Task requirements » Copy all of the data below exactly as it is given.
───── Input data
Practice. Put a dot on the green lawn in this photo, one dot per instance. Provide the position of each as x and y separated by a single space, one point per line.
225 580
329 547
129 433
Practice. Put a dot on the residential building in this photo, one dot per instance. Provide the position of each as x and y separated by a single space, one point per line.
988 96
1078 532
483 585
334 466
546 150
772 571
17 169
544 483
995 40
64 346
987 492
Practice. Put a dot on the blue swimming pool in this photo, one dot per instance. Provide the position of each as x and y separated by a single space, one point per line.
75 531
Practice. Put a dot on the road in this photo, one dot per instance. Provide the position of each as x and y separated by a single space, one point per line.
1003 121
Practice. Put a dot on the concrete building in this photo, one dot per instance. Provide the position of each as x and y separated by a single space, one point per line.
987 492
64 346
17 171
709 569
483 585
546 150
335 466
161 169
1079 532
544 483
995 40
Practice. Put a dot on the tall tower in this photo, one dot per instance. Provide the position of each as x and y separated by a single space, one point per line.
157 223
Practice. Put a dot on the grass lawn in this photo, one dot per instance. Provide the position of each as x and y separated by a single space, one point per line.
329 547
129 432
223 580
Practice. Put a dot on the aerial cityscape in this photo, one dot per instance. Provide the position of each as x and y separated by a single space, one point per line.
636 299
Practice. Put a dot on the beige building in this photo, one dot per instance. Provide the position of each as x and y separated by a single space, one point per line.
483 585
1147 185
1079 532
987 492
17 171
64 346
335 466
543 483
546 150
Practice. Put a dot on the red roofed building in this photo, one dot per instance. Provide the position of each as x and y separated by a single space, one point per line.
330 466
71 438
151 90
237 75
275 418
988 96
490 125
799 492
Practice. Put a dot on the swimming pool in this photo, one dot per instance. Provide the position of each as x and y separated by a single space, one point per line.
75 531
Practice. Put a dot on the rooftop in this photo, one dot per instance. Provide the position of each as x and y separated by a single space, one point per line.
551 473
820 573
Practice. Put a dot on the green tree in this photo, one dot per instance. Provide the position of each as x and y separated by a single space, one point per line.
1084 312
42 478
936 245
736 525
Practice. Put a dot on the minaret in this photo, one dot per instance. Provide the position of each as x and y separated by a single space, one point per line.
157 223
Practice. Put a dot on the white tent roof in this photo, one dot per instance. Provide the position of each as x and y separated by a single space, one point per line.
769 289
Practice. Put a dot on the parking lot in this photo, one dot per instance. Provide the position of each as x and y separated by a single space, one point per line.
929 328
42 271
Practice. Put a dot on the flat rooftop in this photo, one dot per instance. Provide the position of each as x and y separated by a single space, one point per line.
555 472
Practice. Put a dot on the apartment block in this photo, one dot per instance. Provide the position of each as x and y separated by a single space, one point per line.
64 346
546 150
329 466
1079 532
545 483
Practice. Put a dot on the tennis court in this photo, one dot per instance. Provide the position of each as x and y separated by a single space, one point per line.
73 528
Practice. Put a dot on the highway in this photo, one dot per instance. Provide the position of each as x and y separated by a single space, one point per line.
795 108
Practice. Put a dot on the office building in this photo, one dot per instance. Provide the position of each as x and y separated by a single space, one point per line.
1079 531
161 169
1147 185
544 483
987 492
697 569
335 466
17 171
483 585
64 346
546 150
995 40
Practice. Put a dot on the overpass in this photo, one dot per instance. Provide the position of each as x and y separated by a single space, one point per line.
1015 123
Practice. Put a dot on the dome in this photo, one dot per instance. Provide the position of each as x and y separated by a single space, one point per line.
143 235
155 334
──────────
Answer box »
Practice. Put a dot on the green lawn in this photo, one dot per instance. Provide the position of each as x and y separated by a single space, one point per line.
225 580
329 547
129 433
Practice. Put a dot on the residential building in this photo, one dot per instance. Provide the position of each as x and y separated by a single space, one point per line.
988 96
1078 532
483 585
334 466
546 150
772 571
17 169
544 483
995 40
64 346
987 492
Practice. Put a dot on the blue swimming pool in this photo, one dot per instance. Provide the position of each as x and y separated by a single space, one point per line.
75 531
Practice. Put a dot on the road in this photo, one dot per instance. Provide the position of each as x and y separated by a single space, one point per line.
1003 121
Practice. Put a dot on the concrete building in this photo, one dot per instance. Provide the position of each as x and y separated by a single space, one point per line.
987 492
64 346
17 171
709 569
483 585
546 150
335 466
161 169
1079 532
544 483
995 40
Practice. Put a dot on the tall tower in this photo, one dot per instance. Provide the position of each as x and y separated by a single space, one point per line.
157 223
Practice. Put a dot on the grass lawn in this photo, one dot per instance. Provide the position of each as x and y separated by a single space, one point per line.
329 547
129 432
223 580
Practice. Put a dot on the aerial cityscape in this photo, one dot per instance. Provide the position of each as x and y separated by a single space, one point per line.
636 299
Practice. Put a dot on the beige building in this photo, one dot per instance. Provide the position of each as x and y separated by a single space, one point per line.
483 585
1147 185
1079 532
987 492
17 171
64 346
335 466
543 483
546 150
Practice. Put a dot on the red roofed building in this photo, one dot per instance. Provide the position of each as x and y separated by a single space, one point per line.
330 466
71 438
151 90
237 75
275 418
988 96
490 125
799 492
Practice. Put a dot on the swimming pool in this photo, one dot per instance. Provide the position of each as x and y separated by a single space, one point per line.
75 531
Practice. Put a dot on the rooftop in this photo, one dot per instance. Provide the position of each as x and y separated by a single space, one point per line.
551 473
820 573
Practice. Put a dot on the green tree in this photo, one dot per instance. Provide the position of each as x and y separated by a single space, one point per line.
1084 312
42 478
936 245
736 525
Practice. Put a dot on the minaret in this photo, one dot per instance. Provide the position of each as x and y separated by a single space, one point per line.
157 223
Practice. Put a dot on the white tent roof in this photo, one dot per instance. Provide the position of each as x and y separated by a single space, one point per line.
769 289
Practice. Put a dot on the parking lot in this photo, one dot per instance. Provide the position of each as x and y separated by a single space, one point per line.
929 328
42 271
Practice. Put a dot on the flat rooftop in this photo, one dot per instance. Provide the position of each as x and y separated by a single space, one point per line.
555 472
Practice. Put a dot on the apartment block in this photo, one dot per instance. Provide the position of each as x and y separated by a single space, one point per line.
64 346
546 150
329 466
1079 532
545 483
Practice. Put a dot on the tennis court in this photo, one dot per instance. Provide the position of each as x and y separated by a single space, one point per line.
73 528
Practice. Put a dot on the highway in this photo, one dot per instance. Provide the position of each as x and y separated by a single space, one point per line.
795 108
Practice. Put a dot on the office building in this photo, one dot per instance. Provide the position of each as x and y separated by a single space, one point per line.
1079 531
161 169
1147 185
544 483
987 492
697 569
335 466
17 171
483 585
64 346
546 150
995 40
Practice. Put a dot on the overpass in this photo, one dot per instance. Provide the position of each as x and y separated by a single space, one point per line.
1015 123
Practice. Put a dot on the dome in this photo, one dot per instance. Provide the position of each as x and y separated by a single space, one point per line.
143 235
155 334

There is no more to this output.